DATASET EXCERPTS:
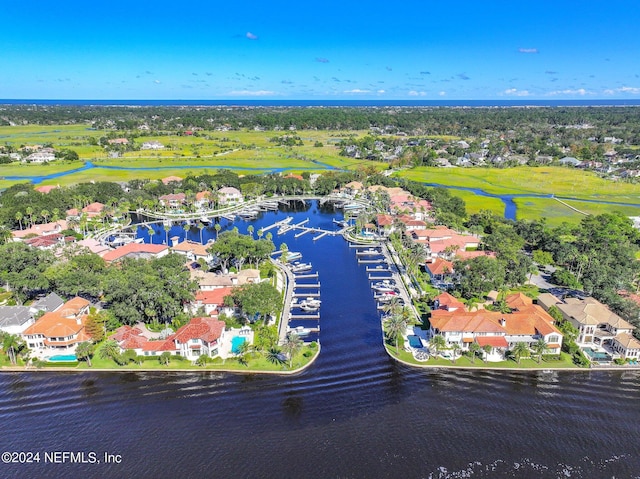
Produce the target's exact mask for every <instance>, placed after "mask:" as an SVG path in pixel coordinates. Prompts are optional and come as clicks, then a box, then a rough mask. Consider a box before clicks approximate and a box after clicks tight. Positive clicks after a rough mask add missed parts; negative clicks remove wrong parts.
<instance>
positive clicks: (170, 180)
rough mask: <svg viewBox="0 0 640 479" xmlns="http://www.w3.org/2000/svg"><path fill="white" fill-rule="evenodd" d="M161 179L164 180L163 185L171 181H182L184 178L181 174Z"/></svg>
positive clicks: (162, 180)
mask: <svg viewBox="0 0 640 479" xmlns="http://www.w3.org/2000/svg"><path fill="white" fill-rule="evenodd" d="M160 181H162V184H163V185H168V184H169V183H173V182H175V183H180V182H181V181H182V178H180V177H179V176H167V177H165V178H162V179H161V180H160Z"/></svg>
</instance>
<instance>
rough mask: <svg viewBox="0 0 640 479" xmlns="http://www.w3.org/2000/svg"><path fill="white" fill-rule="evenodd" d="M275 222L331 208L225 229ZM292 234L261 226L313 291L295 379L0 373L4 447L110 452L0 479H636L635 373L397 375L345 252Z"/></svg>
mask: <svg viewBox="0 0 640 479" xmlns="http://www.w3.org/2000/svg"><path fill="white" fill-rule="evenodd" d="M289 214H291V215H293V216H294V218H295V219H294V221H296V222H298V221H302V220H303V219H306V218H307V217H309V218H310V224H311V225H314V226H321V227H325V228H331V229H332V228H333V227H334V225H333V224H332V223H331V219H332V217H333V213H332V212H331V211H330V210H321V209H319V207H318V206H317V204H316V203H314V204H313V205H312V206H310V207H309V209H308V210H306V211H300V210H298V211H290V212H287V213H285V212H278V213H266V214H264V215H263V216H262V217H261V218H259V219H257V220H256V221H255V222H253V223H249V222H236V223H235V225H236V226H238V228H239V229H240V231H245V230H246V227H247V226H248V225H249V224H253V225H254V227H255V230H256V231H257V230H258V229H259V226H261V225H266V224H271V223H272V222H274V221H276V220H278V219H283V218H284V217H285V216H287V215H289ZM224 226H225V227H227V228H228V227H230V226H231V225H229V224H227V223H225V224H224ZM176 228H179V227H176ZM180 229H181V228H180ZM207 231H208V230H207ZM163 232H164V231H163ZM176 233H178V231H177V229H176ZM194 233H195V232H194ZM207 234H208V233H207ZM211 234H212V235H213V236H215V232H214V231H213V230H212V231H211ZM293 234H294V233H293V232H291V233H288V234H286V235H283V236H281V237H278V236H277V235H276V234H275V232H274V240H275V242H276V244H279V243H280V241H285V242H286V243H287V245H288V246H289V248H290V249H291V250H292V251H300V252H302V253H303V255H304V256H303V260H304V261H305V262H311V263H312V264H313V265H314V269H316V270H317V271H318V272H319V274H320V281H321V291H322V308H321V320H320V322H321V328H322V330H321V333H320V341H321V344H322V353H321V355H320V357H319V358H318V360H317V361H316V362H315V363H314V364H313V365H312V366H311V367H310V368H309V369H308V370H306V371H304V372H302V373H300V374H297V375H294V376H282V377H273V376H260V375H255V374H254V375H236V374H224V373H214V372H189V373H166V374H163V373H158V372H154V373H136V372H131V373H111V374H109V373H92V372H87V373H80V374H76V373H51V372H49V373H44V372H43V373H28V374H27V373H9V374H7V373H3V374H0V425H1V426H0V427H1V430H2V437H3V441H2V443H3V448H2V449H3V450H9V451H33V452H41V454H43V453H44V452H45V451H74V452H89V451H95V452H97V453H98V457H100V458H102V457H103V456H102V455H103V453H105V452H107V453H110V454H119V455H121V456H122V462H121V463H120V464H109V465H107V464H103V463H101V464H50V463H45V462H44V459H43V456H42V455H41V461H40V463H32V464H28V465H14V464H8V465H7V464H0V476H1V477H47V478H57V477H82V478H93V477H95V478H111V477H113V478H122V477H140V478H146V477H158V478H176V477H179V478H191V477H194V478H195V477H197V478H202V477H224V478H236V477H240V478H257V477H260V478H299V477H300V478H301V477H304V478H393V479H395V478H462V477H464V478H514V477H516V478H533V477H535V478H558V477H563V478H564V477H570V478H613V477H615V478H632V477H640V455H638V453H637V450H638V444H639V443H640V428H638V424H639V423H640V408H639V407H638V404H640V372H637V371H620V372H618V371H615V372H605V371H580V372H550V371H547V372H544V371H540V372H508V371H504V372H499V371H464V370H445V369H440V370H419V369H414V368H410V367H406V366H403V365H400V364H398V363H396V362H395V361H394V360H392V359H391V358H390V357H388V356H387V355H386V353H385V352H384V350H383V348H382V337H381V331H380V322H379V316H378V313H377V311H376V309H375V304H374V301H373V295H372V293H371V290H370V288H369V283H368V281H367V273H366V271H365V265H358V264H357V261H356V256H355V251H354V249H352V248H351V249H350V248H348V246H347V244H346V243H345V242H344V240H343V239H342V238H340V237H335V238H334V237H331V236H325V237H324V238H322V239H320V240H318V241H316V242H314V241H313V240H312V236H314V235H311V234H307V235H304V236H301V237H300V238H297V239H294V238H293Z"/></svg>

DIRECTIONS: Rewrite all the records above as a Markdown table with the columns Row and Text, with one line per row, numbered in order. Omit blank lines and pictures.

REPLY:
| Row | Text |
|---|---|
| 1 | Produce the target's exact mask for every <instance>, placed after "mask:" as an SVG path in pixel coordinates. Prompts are optional and come as clicks, then a box, then a rough mask. Consider a box before clicks approximate and a box after clicks tight. Positive clicks after a rough mask add missed parts; negative clicks remove wrong parts. |
| 2 | <instance> |
| 3 | positive clicks: (170, 180) |
| 4 | rough mask: <svg viewBox="0 0 640 479" xmlns="http://www.w3.org/2000/svg"><path fill="white" fill-rule="evenodd" d="M161 179L164 180L163 185L171 181H182L184 178L181 174Z"/></svg> |
| 5 | positive clicks: (162, 180) |
| 6 | mask: <svg viewBox="0 0 640 479" xmlns="http://www.w3.org/2000/svg"><path fill="white" fill-rule="evenodd" d="M160 181H162V184H163V185H168V184H169V183H173V182H175V183H180V182H181V181H182V178H180V177H179V176H167V177H165V178H162V179H161V180H160Z"/></svg> |
| 7 | </instance> |
| 8 | <instance> |
| 9 | rough mask: <svg viewBox="0 0 640 479" xmlns="http://www.w3.org/2000/svg"><path fill="white" fill-rule="evenodd" d="M275 222L331 208L225 229ZM292 234L261 226L313 291L295 379L0 373L4 447L110 452L0 479H636L635 373L397 375L345 252Z"/></svg> |
| 10 | mask: <svg viewBox="0 0 640 479" xmlns="http://www.w3.org/2000/svg"><path fill="white" fill-rule="evenodd" d="M289 214H291V215H293V216H294V218H295V219H294V221H296V222H298V221H302V220H303V219H306V218H307V217H309V218H310V224H311V225H314V226H321V227H325V228H331V229H332V228H333V227H334V225H333V224H332V223H331V219H332V217H333V213H332V212H331V211H330V210H321V209H319V207H318V206H317V204H316V203H314V204H313V205H312V206H310V207H309V209H308V210H306V211H300V210H298V211H290V212H287V213H285V212H278V213H266V214H264V215H263V216H262V217H261V218H259V219H257V220H256V221H255V222H253V223H249V222H236V223H235V225H236V226H238V228H239V229H240V231H245V230H246V227H247V226H248V225H249V224H253V225H254V227H255V230H256V231H257V230H258V229H259V226H261V225H266V224H271V223H272V222H274V221H276V220H278V219H283V218H284V217H285V216H287V215H289ZM224 226H225V227H227V228H228V227H230V226H231V225H229V224H227V223H225V224H224ZM176 228H179V227H176ZM180 229H181V228H180ZM207 231H208V230H207ZM163 232H164V231H163ZM176 233H178V231H177V229H176ZM194 233H195V232H194ZM207 234H208V233H207ZM211 234H212V235H213V236H215V232H214V231H213V230H212V231H211ZM293 234H294V233H293V232H291V233H288V234H286V235H283V236H281V237H278V236H277V235H276V234H275V232H274V240H275V242H276V244H279V243H280V241H285V242H286V243H287V245H288V246H289V248H290V249H291V250H292V251H300V252H302V253H303V255H304V256H303V260H304V261H305V262H311V263H312V264H313V265H314V269H316V270H317V271H318V272H319V274H320V281H321V291H322V308H321V320H320V322H321V328H322V330H321V333H320V341H321V344H322V353H321V355H320V357H319V358H318V360H317V361H316V362H315V363H314V364H313V365H312V366H311V367H310V368H309V369H308V370H306V371H304V372H302V373H300V374H297V375H294V376H282V377H273V376H260V375H255V374H254V375H236V374H224V373H214V372H189V373H166V374H163V373H158V372H154V373H136V372H131V373H111V374H109V373H92V372H87V373H80V374H76V373H51V372H49V373H44V372H43V373H28V374H27V373H9V374H7V373H3V374H0V425H1V426H0V427H1V430H2V437H3V441H2V443H3V448H2V449H3V450H9V451H33V452H41V454H43V453H44V452H45V451H74V452H89V451H95V452H97V453H98V457H100V458H102V457H103V456H102V455H103V453H105V452H107V453H110V454H119V455H121V456H122V462H121V463H120V464H109V465H107V464H103V463H101V464H50V463H45V462H44V459H43V456H42V455H41V461H40V463H32V464H28V465H14V464H8V465H7V464H0V476H1V477H47V478H57V477H82V478H93V477H95V478H111V477H113V478H122V477H140V478H146V477H158V478H176V477H179V478H191V477H194V478H195V477H197V478H202V477H224V478H236V477H240V478H257V477H260V478H299V477H300V478H301V477H304V478H393V479H395V478H462V477H464V478H514V477H516V478H533V477H535V478H558V477H563V478H564V477H570V478H613V477H615V478H632V477H640V455H638V453H637V450H638V444H639V443H640V428H638V424H639V423H640V408H639V407H638V404H640V372H637V371H620V372H618V371H615V372H605V371H580V372H550V371H547V372H544V371H540V372H508V371H504V372H499V371H464V370H445V369H440V370H419V369H414V368H410V367H406V366H403V365H400V364H398V363H396V362H395V361H394V360H392V359H391V358H390V357H388V356H387V355H386V353H385V352H384V350H383V348H382V337H381V331H380V322H379V316H378V313H377V311H376V309H375V304H374V301H373V295H372V293H371V290H370V288H369V283H368V281H367V273H366V271H365V265H358V264H357V261H356V256H355V251H354V249H352V248H351V249H350V248H348V246H347V244H346V243H345V242H344V240H343V239H342V238H340V237H335V238H334V237H331V236H325V237H324V238H322V239H320V240H318V241H316V242H314V241H313V240H312V236H314V235H311V234H307V235H304V236H301V237H300V238H297V239H294V238H293Z"/></svg> |